RECORDED INFORMATION Block Start

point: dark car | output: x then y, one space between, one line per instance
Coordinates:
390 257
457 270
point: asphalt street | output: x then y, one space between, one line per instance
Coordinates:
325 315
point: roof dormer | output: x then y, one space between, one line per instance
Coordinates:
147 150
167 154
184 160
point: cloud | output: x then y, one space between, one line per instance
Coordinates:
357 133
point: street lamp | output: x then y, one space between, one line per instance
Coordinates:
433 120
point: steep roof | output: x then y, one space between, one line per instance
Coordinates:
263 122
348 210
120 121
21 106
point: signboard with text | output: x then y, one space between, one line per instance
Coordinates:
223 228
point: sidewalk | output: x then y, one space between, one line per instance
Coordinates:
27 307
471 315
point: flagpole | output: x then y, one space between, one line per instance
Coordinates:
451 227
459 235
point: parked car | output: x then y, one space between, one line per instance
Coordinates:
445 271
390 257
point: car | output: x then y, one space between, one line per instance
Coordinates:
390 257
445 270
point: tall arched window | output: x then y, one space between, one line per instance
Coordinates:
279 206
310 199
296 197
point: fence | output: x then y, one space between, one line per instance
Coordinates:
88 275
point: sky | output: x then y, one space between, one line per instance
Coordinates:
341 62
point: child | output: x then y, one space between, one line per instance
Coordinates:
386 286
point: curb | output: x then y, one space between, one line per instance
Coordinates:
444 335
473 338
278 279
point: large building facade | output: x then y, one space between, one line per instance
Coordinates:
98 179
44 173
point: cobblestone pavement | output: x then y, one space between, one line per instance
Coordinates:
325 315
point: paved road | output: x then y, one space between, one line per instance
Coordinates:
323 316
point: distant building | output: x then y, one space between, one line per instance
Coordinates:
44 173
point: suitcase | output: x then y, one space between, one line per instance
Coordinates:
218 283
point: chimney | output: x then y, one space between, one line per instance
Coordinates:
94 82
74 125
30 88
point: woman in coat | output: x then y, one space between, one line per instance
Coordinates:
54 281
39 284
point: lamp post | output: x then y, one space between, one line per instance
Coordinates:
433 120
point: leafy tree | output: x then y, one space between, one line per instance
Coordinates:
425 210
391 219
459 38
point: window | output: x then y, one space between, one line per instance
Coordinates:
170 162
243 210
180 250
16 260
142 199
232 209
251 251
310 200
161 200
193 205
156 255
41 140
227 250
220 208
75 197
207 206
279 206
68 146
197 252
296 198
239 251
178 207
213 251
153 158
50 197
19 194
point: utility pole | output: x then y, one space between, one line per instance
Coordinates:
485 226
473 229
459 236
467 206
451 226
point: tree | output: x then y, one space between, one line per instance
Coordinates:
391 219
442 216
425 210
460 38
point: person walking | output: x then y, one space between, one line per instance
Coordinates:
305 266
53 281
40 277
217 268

RECORDED INFORMATION Block End

- **EXERCISE DIRECTIONS**: Nothing in the data should be left out when you retype it exactly.

- **SOLVED EXERCISE**:
point: dark car | output: x then y, one space between, one line per instance
Coordinates:
390 257
457 270
point: asphalt street | output: x then y, one space between, one line per instance
Coordinates:
325 315
point: roof dormer | output: x then y, one space between, one line per instance
Coordinates:
147 150
167 154
184 160
point: cloud | output: x then y, one space between, one line per instance
Coordinates:
357 133
point: street lamp | output: x then y, one space between, one line per instance
Coordinates:
433 120
point: steep roof | output: x then y, one space between, one line per instance
Coordinates:
263 122
348 210
120 121
21 106
point: signboard with text | output: x then y, one space between, one line per instance
Coordinates:
223 228
point: sidewalk | output: x then y, one space between, one line per instance
Coordinates:
27 307
471 315
point: flagpole | output: x then y, one space between, one line per instance
Coordinates:
451 227
459 235
point: parked car | output: x then y, one space between, one line per instance
Coordinates:
445 271
390 257
point: car | output: x then y, one space between, one line per instance
Coordinates:
390 257
445 270
point: tall arched window | output: x then y, one space between, one line per instance
Coordinates:
279 206
310 199
296 197
point: fence | output: x then y, one space between, one line per instance
Coordinates:
88 275
point: sky | output: x then y, one space between, one line per instance
Coordinates:
341 62
point: child | output: x then y, one space between, one line per instance
Coordinates:
386 286
point: curb | output: x then y, one space between, one line per instance
Coordinates:
444 335
473 338
278 279
point: large building facade | output: x then y, one space between, one line per instance
Coordinates:
98 179
44 173
point: cobblestone pavement | output: x then y, one space between, one line per instance
Coordinates:
325 315
point: paved road | output: x then y, one space between, one line per instance
Coordinates:
323 316
point: distant building | output: x then y, one space between, one line per instance
Coordinates:
44 173
point: suitcase | output: x then y, one space between, one line per instance
Coordinates:
218 283
point: chimney | output: x then y, one space between, one line per instance
Coordinates:
94 82
74 125
30 88
point: woman in coat | output: x then y, one space between, one line per instance
Coordinates:
54 281
39 284
point: lamp post | output: x then y, one space between, one line per instance
Coordinates:
433 120
point: leafy tree | output: x then y, one space between, one line per instance
Coordinates:
425 210
391 219
459 38
point: window | output: x then y, one space between, one line per instance
Coordinates:
170 162
243 210
180 250
16 260
142 199
232 209
251 251
310 200
161 200
193 205
156 255
41 140
227 250
220 208
75 197
207 206
279 206
68 146
197 252
296 198
239 251
178 207
213 251
153 158
50 197
19 194
point: utility pole | output: x then y, one space between, one line per instance
Coordinates:
485 226
473 229
459 236
467 206
451 226
point: tree | output: x then y, one space between, one line per instance
Coordinates:
391 219
442 216
425 210
460 38
point: person walking | output: x then y, one space between, one line per instance
Coordinates:
305 266
53 281
40 277
217 268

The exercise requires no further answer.